PROBLEM DETAILS
What lines below hold the string "instance"? Copy them all.

DATA FOR THE TASK
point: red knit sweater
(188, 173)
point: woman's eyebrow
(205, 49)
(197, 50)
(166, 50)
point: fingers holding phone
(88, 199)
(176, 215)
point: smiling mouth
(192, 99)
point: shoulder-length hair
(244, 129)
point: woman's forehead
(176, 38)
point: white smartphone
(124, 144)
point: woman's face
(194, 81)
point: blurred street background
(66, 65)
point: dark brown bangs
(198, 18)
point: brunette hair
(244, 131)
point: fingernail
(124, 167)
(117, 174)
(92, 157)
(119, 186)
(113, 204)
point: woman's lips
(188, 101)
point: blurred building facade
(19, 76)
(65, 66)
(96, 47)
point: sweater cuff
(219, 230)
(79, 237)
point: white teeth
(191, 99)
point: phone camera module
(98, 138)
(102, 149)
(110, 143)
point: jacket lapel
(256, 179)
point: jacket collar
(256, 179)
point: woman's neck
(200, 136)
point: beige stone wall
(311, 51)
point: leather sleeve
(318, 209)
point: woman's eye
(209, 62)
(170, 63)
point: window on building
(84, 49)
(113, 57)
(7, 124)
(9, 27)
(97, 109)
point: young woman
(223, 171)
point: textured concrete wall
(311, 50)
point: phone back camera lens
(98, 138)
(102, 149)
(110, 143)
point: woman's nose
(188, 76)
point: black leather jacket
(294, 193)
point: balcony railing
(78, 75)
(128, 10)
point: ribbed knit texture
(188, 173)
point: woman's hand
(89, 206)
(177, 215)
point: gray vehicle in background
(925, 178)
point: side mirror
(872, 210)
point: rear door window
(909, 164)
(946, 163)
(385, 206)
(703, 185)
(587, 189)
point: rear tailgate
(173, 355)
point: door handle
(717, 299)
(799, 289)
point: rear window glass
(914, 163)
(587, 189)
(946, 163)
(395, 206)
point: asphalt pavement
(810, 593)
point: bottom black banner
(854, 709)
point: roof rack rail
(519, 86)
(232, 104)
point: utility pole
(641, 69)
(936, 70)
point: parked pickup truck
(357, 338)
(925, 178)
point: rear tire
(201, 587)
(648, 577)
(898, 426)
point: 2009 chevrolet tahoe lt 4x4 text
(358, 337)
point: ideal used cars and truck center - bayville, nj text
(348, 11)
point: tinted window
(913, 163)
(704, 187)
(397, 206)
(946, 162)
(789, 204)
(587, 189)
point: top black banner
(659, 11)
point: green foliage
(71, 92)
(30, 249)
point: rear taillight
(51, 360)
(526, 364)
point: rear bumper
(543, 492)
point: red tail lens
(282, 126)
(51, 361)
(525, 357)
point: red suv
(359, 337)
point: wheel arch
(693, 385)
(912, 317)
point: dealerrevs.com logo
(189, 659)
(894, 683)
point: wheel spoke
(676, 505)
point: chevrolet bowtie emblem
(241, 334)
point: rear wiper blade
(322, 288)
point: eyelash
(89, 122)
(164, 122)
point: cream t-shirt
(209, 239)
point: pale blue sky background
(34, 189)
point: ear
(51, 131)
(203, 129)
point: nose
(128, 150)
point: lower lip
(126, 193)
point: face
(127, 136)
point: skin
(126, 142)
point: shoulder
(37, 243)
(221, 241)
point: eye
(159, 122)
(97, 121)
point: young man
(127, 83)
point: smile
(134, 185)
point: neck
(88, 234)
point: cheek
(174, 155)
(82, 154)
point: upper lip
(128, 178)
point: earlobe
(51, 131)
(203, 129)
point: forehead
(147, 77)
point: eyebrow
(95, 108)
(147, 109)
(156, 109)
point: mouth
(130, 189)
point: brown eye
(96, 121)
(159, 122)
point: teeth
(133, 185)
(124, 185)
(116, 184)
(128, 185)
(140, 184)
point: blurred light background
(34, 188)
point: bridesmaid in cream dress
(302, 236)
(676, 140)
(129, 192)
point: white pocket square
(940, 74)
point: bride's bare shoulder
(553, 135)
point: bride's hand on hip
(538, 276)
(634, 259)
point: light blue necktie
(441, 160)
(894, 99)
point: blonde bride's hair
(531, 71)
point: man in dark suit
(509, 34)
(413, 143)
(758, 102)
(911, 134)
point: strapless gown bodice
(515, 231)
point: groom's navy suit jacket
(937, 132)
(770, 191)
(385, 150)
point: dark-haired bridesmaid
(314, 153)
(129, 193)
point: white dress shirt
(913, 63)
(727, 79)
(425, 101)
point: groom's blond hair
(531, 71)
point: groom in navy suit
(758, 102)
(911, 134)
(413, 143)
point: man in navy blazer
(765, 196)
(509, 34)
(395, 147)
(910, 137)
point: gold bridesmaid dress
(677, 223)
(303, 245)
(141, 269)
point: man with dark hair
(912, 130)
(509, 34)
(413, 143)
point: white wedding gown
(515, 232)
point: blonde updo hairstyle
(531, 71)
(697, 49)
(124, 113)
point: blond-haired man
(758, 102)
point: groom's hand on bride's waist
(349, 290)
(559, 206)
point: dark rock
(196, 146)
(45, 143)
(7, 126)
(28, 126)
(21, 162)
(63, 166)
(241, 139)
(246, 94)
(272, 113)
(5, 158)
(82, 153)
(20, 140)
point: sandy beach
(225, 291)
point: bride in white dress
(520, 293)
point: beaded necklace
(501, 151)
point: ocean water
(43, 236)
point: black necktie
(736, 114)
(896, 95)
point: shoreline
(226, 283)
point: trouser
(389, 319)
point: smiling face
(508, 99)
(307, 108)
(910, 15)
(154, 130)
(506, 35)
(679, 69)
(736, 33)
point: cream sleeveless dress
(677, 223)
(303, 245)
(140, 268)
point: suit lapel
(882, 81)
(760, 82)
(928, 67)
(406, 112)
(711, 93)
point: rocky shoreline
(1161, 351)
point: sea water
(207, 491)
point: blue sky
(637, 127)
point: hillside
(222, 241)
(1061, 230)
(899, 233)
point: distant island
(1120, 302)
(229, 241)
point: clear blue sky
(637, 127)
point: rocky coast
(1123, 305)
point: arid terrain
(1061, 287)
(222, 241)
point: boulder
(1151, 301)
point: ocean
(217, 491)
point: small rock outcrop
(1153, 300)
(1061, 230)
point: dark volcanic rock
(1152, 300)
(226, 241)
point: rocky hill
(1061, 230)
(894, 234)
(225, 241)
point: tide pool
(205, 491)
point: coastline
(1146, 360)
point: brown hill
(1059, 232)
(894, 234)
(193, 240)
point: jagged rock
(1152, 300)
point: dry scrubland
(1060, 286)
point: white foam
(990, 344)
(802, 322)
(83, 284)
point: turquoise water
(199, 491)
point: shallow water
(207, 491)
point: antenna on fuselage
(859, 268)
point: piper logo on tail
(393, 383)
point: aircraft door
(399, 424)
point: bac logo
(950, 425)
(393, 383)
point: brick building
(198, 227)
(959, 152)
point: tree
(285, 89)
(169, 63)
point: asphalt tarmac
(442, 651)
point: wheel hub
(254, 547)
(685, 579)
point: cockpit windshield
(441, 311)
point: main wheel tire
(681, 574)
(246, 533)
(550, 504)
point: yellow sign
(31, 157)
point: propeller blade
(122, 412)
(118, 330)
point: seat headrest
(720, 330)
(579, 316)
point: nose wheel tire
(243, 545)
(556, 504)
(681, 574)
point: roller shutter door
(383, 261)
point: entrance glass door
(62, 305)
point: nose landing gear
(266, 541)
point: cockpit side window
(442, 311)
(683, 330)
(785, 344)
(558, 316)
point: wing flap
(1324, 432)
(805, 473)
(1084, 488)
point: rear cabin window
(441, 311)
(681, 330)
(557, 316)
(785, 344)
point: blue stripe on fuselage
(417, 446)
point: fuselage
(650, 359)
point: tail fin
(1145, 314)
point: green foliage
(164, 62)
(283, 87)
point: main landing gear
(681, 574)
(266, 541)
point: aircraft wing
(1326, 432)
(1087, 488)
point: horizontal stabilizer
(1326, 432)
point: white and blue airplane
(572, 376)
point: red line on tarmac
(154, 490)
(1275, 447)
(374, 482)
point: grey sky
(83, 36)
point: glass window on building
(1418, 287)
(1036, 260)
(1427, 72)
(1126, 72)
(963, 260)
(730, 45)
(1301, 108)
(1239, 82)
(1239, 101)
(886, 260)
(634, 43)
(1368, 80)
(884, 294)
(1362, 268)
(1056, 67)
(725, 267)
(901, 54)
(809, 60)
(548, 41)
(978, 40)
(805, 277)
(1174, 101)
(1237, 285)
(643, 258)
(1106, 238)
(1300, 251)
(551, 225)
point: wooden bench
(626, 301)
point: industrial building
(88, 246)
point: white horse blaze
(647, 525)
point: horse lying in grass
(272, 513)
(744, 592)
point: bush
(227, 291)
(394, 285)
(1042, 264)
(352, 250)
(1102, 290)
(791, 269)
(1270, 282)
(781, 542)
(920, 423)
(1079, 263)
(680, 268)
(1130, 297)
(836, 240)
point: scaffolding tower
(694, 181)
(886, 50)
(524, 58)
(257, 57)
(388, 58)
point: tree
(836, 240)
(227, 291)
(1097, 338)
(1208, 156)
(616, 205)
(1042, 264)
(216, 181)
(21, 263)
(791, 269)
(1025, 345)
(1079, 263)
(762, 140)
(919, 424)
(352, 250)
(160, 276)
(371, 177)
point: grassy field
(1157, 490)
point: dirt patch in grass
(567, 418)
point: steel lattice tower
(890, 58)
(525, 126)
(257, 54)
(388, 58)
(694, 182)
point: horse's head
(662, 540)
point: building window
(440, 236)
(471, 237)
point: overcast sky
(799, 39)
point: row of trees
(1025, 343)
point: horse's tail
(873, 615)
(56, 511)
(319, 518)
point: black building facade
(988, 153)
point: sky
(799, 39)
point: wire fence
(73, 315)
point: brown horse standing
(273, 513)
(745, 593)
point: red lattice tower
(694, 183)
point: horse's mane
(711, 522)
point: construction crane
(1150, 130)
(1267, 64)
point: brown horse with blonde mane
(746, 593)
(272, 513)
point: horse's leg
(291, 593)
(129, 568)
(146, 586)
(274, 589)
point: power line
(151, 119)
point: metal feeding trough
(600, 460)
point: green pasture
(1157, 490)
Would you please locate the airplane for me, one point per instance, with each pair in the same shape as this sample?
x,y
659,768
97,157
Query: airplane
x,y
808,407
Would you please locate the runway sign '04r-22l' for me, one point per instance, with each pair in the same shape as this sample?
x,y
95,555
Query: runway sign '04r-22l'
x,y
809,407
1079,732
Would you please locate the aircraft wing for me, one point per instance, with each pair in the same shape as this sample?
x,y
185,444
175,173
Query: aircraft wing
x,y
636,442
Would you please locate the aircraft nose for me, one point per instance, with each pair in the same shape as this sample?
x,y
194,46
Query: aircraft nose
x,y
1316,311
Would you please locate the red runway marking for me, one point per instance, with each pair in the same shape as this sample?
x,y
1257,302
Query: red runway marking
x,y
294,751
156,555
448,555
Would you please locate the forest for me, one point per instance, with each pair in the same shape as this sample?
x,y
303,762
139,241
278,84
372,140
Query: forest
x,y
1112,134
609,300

RESPONSE TO THIS EXERCISE
Would you please locate the airplane for me, one point per instance, with each pair in the same shape as this sample?
Would you please locate the runway sign '04r-22l' for me, one point per instance, with each pair in the same shape as this sample?
Would you please locate the aircraft wing for me, one point per instance, with each pair in the same shape as this sample?
Would you please locate the aircraft nose for me, one point per instance, with each pair in the same shape as this sample?
Would you please locate the red runway marking for me, one point per instance, with each pair in the same shape as this sample?
Would you please locate the forest for me, one point per instance, with each pair in the same shape as this sample?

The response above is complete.